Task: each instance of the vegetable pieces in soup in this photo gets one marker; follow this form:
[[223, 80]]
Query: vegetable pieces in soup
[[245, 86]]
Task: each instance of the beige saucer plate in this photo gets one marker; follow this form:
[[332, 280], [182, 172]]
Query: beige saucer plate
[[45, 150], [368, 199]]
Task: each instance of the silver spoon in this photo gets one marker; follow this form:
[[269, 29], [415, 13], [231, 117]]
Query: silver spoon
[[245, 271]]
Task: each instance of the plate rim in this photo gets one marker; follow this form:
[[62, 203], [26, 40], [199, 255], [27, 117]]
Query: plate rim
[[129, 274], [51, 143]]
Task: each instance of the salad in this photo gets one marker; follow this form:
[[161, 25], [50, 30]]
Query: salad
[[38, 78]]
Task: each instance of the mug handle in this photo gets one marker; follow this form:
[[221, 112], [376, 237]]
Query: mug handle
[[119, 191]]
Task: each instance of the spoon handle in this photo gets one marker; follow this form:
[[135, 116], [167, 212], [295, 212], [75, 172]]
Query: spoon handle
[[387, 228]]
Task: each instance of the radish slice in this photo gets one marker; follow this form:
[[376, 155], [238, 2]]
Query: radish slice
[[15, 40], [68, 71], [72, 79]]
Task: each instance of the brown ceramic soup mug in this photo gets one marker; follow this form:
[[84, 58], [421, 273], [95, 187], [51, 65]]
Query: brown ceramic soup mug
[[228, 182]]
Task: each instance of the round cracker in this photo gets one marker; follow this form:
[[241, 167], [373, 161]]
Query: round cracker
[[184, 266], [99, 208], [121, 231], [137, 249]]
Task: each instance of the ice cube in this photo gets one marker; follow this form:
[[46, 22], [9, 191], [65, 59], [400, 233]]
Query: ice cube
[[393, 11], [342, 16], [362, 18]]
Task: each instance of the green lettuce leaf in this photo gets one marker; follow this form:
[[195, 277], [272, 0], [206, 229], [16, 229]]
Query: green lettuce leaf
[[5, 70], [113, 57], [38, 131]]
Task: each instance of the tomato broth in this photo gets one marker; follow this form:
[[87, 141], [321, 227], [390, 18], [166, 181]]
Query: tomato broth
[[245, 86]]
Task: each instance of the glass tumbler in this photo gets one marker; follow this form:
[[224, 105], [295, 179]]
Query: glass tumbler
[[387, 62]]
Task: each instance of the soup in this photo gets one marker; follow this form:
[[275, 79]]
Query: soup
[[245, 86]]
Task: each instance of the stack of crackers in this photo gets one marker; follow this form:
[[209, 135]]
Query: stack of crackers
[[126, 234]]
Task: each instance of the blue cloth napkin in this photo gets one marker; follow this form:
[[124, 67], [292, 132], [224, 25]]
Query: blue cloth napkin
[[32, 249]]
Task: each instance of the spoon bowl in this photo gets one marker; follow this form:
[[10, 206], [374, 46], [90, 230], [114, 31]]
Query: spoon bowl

Objective:
Format every line of the material above as a numbered list, skipping any blank lines.

Result of this task:
1. Task: each instance of the vegetable pieces in soup in this photo gets one marker; follow this form:
2. [[223, 80]]
3. Query: vegetable pieces in soup
4. [[245, 86]]
5. Task: each instance of the beige saucer plate in this photo gets one marker; follow this form:
6. [[332, 280], [182, 172]]
7. Query: beige saucer plate
8. [[45, 150], [368, 199]]
9. Task: each instance of the silver spoon in this photo gets one marker; follow this form:
10. [[269, 29], [415, 13], [231, 117]]
11. Query: silver spoon
12. [[245, 271]]
13. Task: each instance of the plate rim in this photo gets one marker; follow this form:
14. [[62, 203], [26, 40], [199, 255], [27, 117]]
15. Query: plate rim
16. [[129, 274], [51, 143]]
17. Task: each instance of the salad in this photo gets one marker; follow this form:
18. [[161, 25], [50, 30]]
19. Query: salad
20. [[38, 78]]
21. Task: each instance of the mug handle in this photo gets one marker; follow this form:
22. [[221, 112], [376, 237]]
23. Query: mug handle
24. [[119, 191]]
25. Task: each instance of the spoon handle in this photo gets one marker; follow this form:
26. [[135, 116], [167, 212], [295, 212], [75, 172]]
27. Query: spoon handle
28. [[387, 228]]
29. Task: each instance of the radish slice in this photo gets one marker; follow this form:
30. [[376, 155], [238, 2]]
31. Query: radish slice
32. [[15, 40], [68, 71], [72, 79]]
33. Task: each instance of the brown ceramic soup mug in this photo gets one marker; follow this form:
34. [[84, 58], [421, 273], [95, 187], [51, 65]]
35. Query: brown ceramic soup mug
36. [[228, 182]]
37. Task: each instance of the round cracker in this photo gets one marker; follow this form:
38. [[241, 167], [373, 161]]
39. Query: round cracker
40. [[184, 266], [99, 208], [121, 231], [137, 249]]
41. Task: each instance of the ice cube in this photo gets one marker; follow this form:
42. [[46, 22], [9, 191], [65, 59], [400, 233]]
43. Query: ice cube
44. [[393, 11], [342, 16], [362, 18]]
45. Task: each instance of the green lettuce leaf in this photo gets one marker; follow this form:
46. [[195, 277], [272, 0], [206, 229], [16, 229]]
47. Query: green lettuce leaf
48. [[5, 70], [113, 57], [38, 131]]
49. Task: each instance of the tomato broth in this photo gets one marker; follow this form:
50. [[87, 141], [321, 227], [390, 18], [166, 181]]
51. Query: tomato broth
52. [[245, 86]]
53. Task: each instance of the glass tumbler in this photo gets one marker; follow this form:
54. [[224, 105], [295, 179]]
55. Query: glass tumbler
56. [[387, 62]]
57. Task: each instance of the soup in this photo gets one marker; follow this form:
58. [[275, 79]]
59. Query: soup
60. [[245, 86]]
61. Task: each instance of the stack of crackers in this photo gets one marker; follow this form:
62. [[209, 135]]
63. Query: stack of crackers
64. [[126, 234]]
65. Task: each instance of the blue cloth napkin in this photo gets one marker; follow this form:
66. [[124, 67], [292, 132], [224, 25]]
67. Query: blue cloth napkin
68. [[32, 249]]
69. Task: each instance of the spoon bowl in this photo gets one marker; follow this form:
70. [[10, 206], [374, 46], [90, 230], [114, 31]]
71. Query: spoon bowl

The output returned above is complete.